_WORK ITEM:_ Line by line, transcribe the data shown below.

Point localization data:
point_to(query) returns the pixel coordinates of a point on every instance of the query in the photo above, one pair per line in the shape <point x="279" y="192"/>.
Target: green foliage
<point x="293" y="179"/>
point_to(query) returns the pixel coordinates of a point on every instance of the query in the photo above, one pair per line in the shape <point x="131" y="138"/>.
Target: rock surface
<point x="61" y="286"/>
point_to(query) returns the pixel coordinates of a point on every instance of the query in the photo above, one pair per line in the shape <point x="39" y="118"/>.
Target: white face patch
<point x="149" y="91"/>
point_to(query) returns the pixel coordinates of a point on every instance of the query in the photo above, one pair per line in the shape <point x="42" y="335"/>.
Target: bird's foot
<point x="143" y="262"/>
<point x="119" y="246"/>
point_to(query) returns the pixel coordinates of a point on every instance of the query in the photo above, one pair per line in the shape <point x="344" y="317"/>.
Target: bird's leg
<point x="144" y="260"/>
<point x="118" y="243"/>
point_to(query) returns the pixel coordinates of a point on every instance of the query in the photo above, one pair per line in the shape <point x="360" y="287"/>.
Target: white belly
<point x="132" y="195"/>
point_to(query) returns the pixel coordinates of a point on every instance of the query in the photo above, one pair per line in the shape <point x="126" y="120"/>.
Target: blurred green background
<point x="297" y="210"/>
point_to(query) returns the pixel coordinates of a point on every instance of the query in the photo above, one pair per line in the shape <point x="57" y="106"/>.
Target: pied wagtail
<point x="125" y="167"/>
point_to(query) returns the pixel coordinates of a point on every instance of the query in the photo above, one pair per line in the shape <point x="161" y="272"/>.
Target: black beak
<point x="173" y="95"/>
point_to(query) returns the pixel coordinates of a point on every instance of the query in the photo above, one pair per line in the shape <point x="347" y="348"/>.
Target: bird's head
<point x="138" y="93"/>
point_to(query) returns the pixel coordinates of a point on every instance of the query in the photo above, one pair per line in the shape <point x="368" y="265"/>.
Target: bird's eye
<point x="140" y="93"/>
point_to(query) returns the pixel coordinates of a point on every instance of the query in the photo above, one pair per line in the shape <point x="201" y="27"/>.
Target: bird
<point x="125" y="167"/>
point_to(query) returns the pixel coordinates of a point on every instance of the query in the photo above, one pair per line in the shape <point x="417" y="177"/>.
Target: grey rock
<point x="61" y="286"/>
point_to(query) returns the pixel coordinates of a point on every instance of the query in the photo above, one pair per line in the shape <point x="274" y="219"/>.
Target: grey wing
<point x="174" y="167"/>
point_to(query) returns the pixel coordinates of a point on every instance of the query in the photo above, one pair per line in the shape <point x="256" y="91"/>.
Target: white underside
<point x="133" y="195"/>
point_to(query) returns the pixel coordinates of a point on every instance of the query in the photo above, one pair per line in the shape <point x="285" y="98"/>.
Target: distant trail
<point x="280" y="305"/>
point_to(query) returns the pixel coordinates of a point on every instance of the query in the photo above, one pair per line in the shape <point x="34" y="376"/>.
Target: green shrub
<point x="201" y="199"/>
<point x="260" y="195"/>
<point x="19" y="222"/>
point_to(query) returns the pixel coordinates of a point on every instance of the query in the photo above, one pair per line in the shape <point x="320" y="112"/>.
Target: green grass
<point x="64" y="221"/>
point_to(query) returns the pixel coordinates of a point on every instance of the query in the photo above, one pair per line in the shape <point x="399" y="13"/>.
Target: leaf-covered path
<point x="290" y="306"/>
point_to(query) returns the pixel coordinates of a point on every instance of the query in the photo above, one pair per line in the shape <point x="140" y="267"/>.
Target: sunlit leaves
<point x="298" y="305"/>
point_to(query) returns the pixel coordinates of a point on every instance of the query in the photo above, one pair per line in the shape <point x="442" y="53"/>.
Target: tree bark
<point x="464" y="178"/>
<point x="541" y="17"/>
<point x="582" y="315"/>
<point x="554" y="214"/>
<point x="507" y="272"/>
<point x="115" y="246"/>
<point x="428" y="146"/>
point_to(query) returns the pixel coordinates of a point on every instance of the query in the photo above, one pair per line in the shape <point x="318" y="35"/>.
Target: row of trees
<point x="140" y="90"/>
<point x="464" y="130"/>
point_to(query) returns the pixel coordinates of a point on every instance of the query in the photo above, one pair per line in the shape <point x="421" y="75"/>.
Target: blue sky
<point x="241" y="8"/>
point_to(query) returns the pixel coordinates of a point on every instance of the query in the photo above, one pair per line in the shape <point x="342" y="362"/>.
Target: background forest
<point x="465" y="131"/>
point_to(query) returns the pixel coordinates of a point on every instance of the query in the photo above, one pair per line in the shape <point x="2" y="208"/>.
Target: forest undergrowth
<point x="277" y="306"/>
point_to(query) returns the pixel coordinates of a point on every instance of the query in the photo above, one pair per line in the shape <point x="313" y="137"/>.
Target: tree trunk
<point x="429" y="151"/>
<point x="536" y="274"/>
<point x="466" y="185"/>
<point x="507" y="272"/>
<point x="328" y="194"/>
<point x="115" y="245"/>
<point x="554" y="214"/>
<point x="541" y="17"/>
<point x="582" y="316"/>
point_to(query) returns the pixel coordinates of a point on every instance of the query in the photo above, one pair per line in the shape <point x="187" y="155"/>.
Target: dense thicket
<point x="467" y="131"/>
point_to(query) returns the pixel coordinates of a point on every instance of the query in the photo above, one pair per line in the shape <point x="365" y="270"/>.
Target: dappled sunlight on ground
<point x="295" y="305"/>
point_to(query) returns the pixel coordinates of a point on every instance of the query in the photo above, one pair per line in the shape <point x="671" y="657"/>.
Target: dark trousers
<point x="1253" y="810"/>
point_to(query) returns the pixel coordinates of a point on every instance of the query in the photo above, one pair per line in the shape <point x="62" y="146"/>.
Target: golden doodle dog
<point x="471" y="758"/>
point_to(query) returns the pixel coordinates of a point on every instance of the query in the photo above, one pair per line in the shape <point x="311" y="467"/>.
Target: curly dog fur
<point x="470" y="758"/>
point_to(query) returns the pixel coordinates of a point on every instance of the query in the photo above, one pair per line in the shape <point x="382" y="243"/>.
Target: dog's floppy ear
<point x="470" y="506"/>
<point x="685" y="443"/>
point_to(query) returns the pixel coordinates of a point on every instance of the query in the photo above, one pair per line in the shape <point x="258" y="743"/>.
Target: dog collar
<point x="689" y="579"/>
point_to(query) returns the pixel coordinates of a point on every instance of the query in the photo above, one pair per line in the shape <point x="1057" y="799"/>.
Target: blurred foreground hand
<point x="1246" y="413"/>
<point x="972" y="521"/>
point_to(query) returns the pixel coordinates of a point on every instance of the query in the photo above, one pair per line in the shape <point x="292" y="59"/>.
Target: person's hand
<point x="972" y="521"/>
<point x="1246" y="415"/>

_TASK ANSWER:_
point_to(query) returns the pixel coordinates of a point on every instance of the query in the photo above, one pair per line in the shape <point x="279" y="192"/>.
Target: green foliage
<point x="293" y="179"/>
point_to(query) returns the pixel coordinates of a point on every instance of the query in the photo above, one pair per line in the shape <point x="131" y="138"/>.
Target: rock surface
<point x="61" y="286"/>
point_to(query) returns the pixel coordinates of a point on every instance of the query in the photo above, one pair per line in the shape <point x="39" y="118"/>.
Target: white face patch
<point x="149" y="91"/>
point_to(query) returns the pixel coordinates of a point on every instance of the query in the photo above, one pair per line in the shape <point x="42" y="335"/>.
Target: bird's foot
<point x="143" y="262"/>
<point x="119" y="246"/>
point_to(query) returns the pixel coordinates of a point on every instance of the query in the photo above, one pair per line in the shape <point x="344" y="317"/>.
Target: bird's leg
<point x="144" y="260"/>
<point x="118" y="243"/>
point_to(query) returns the pixel coordinates of a point on every instance of the query in the photo above, one pair per line in the shape <point x="360" y="287"/>.
Target: white belly
<point x="132" y="195"/>
point_to(query) returns the pixel coordinates of a point on every instance of the query in the photo above, one pair per line in the shape <point x="126" y="120"/>.
Target: blurred green background
<point x="297" y="210"/>
point_to(query) returns the pixel coordinates of a point on every instance of the query in the photo above, one pair per line in the shape <point x="57" y="106"/>.
Target: pied wagtail
<point x="125" y="167"/>
point_to(query) returns the pixel coordinates of a point on every instance of the query in the photo above, one pair per line in the shape <point x="161" y="272"/>.
Target: black beak
<point x="173" y="95"/>
point_to(query) returns the pixel coordinates of a point on every instance of the query in the photo above, one pair per line in the shape <point x="347" y="348"/>.
Target: bird's head
<point x="138" y="93"/>
point_to(query) returns the pixel coordinates of a point on every instance of the query in the photo above, one pair per line in the shape <point x="368" y="265"/>.
Target: bird's eye
<point x="140" y="93"/>
point_to(query) returns the pixel coordinates of a point on every instance of the query in the photo above, one pair per line in the shape <point x="201" y="27"/>.
Target: bird
<point x="125" y="167"/>
point_to(query) returns the pixel coordinates of a point on every instance of the query in the photo above, one pair per line in the shape <point x="417" y="177"/>.
Target: grey rock
<point x="61" y="286"/>
point_to(query) returns the pixel coordinates of a point on every instance of the query in the photo above, one pair per line in the shape <point x="274" y="219"/>.
Target: grey wing
<point x="174" y="167"/>
point_to(query) returns the pixel coordinates of a point on every instance of the query in the photo above, one pair per line in the shape <point x="256" y="91"/>.
Target: white underside
<point x="133" y="195"/>
point_to(query) returns the pixel coordinates of a point on every instance of the query in the photo above, one pair per line in the shape <point x="285" y="98"/>.
Target: distant trail
<point x="280" y="305"/>
point_to(query) returns the pixel coordinates of a point on every instance of the query in the photo above, one pair per line in the shape <point x="34" y="376"/>.
Target: green shrub
<point x="201" y="199"/>
<point x="260" y="195"/>
<point x="19" y="222"/>
point_to(query) returns the pixel coordinates of a point on every instance of the query in the photo above, one pair per line in the shape <point x="320" y="112"/>.
Target: green grass
<point x="64" y="221"/>
point_to(query) returns the pixel coordinates of a point on every instance of the query in the photo above, one pair per line in the shape <point x="399" y="13"/>.
Target: leaf-covered path
<point x="290" y="306"/>
point_to(query) returns the pixel coordinates of a point on every instance of the query in the photo above, one pair per line in the shape <point x="140" y="267"/>.
Target: sunlit leaves
<point x="298" y="305"/>
point_to(query) returns the pixel coordinates of a point on every instance of the query in the photo above, one pair per line in the shape <point x="442" y="53"/>.
Target: tree bark
<point x="464" y="178"/>
<point x="541" y="17"/>
<point x="582" y="315"/>
<point x="554" y="214"/>
<point x="507" y="272"/>
<point x="115" y="246"/>
<point x="428" y="146"/>
point_to(query) returns the pixel coordinates of a point on every instance of the query in the photo above, one pair per line in the shape <point x="318" y="35"/>.
Target: row of trees
<point x="140" y="90"/>
<point x="464" y="130"/>
point_to(query) returns the pixel coordinates of a point on every instance of the query in the photo above, one pair per line in the shape <point x="421" y="75"/>.
Target: blue sky
<point x="241" y="8"/>
point_to(query) returns the pixel coordinates of a point on every instance of the query in the photo above, one pair per line in the shape <point x="342" y="362"/>.
Target: background forest
<point x="465" y="131"/>
point_to(query) returns the pixel coordinates of a point on every instance of the query in the photo above, one pair per line in the shape <point x="2" y="208"/>.
Target: forest undergrowth
<point x="277" y="306"/>
point_to(query) returns the pixel coordinates of a point on every instance of the query in the photo above, one pair per line in the shape <point x="313" y="137"/>.
Target: tree trunk
<point x="429" y="151"/>
<point x="536" y="274"/>
<point x="466" y="185"/>
<point x="507" y="272"/>
<point x="328" y="194"/>
<point x="115" y="245"/>
<point x="554" y="214"/>
<point x="541" y="17"/>
<point x="582" y="316"/>
point_to(query) returns the pixel coordinates of a point on every instance of the query in the photo above, one pair per line in the shape <point x="187" y="155"/>.
Target: dense thicket
<point x="467" y="131"/>
point_to(query) returns the pixel coordinates of a point on every instance of the query in the photo above, one pair per line in the shape <point x="365" y="270"/>.
Target: dappled sunlight on ground
<point x="295" y="305"/>
point_to(query) returns the pixel coordinates of a point on every instance of the query in the photo above, one pair per line in the shape <point x="671" y="657"/>.
Target: dark trousers
<point x="1253" y="810"/>
point_to(query) returns the pixel coordinates of a point on every instance of the query in the photo above, one pair per line in the shape <point x="62" y="146"/>.
Target: golden doodle dog
<point x="471" y="758"/>
point_to(query) returns the pixel coordinates of a point on every instance of the query in the photo above, one pair per line in the shape <point x="311" y="467"/>.
Target: curly dog fur
<point x="470" y="758"/>
point_to(query) returns the pixel coordinates of a point on every instance of the query in the photo above, one pair per line in the shape <point x="382" y="243"/>.
Target: dog's floppy ear
<point x="470" y="506"/>
<point x="685" y="443"/>
point_to(query) returns the pixel coordinates of a point on every instance of the query in the photo above, one pair per line in the shape <point x="258" y="743"/>.
Target: dog collar
<point x="689" y="579"/>
point_to(query) returns the pixel coordinates of a point on every instance of the query in the photo above, one pair per line in the shape <point x="1057" y="799"/>.
Target: blurred foreground hand
<point x="1246" y="413"/>
<point x="972" y="521"/>
point_to(query) returns the pixel coordinates of a point on every instance of the query in the photo above, one pair per line in the shape <point x="292" y="59"/>.
Target: person's hand
<point x="972" y="521"/>
<point x="1246" y="415"/>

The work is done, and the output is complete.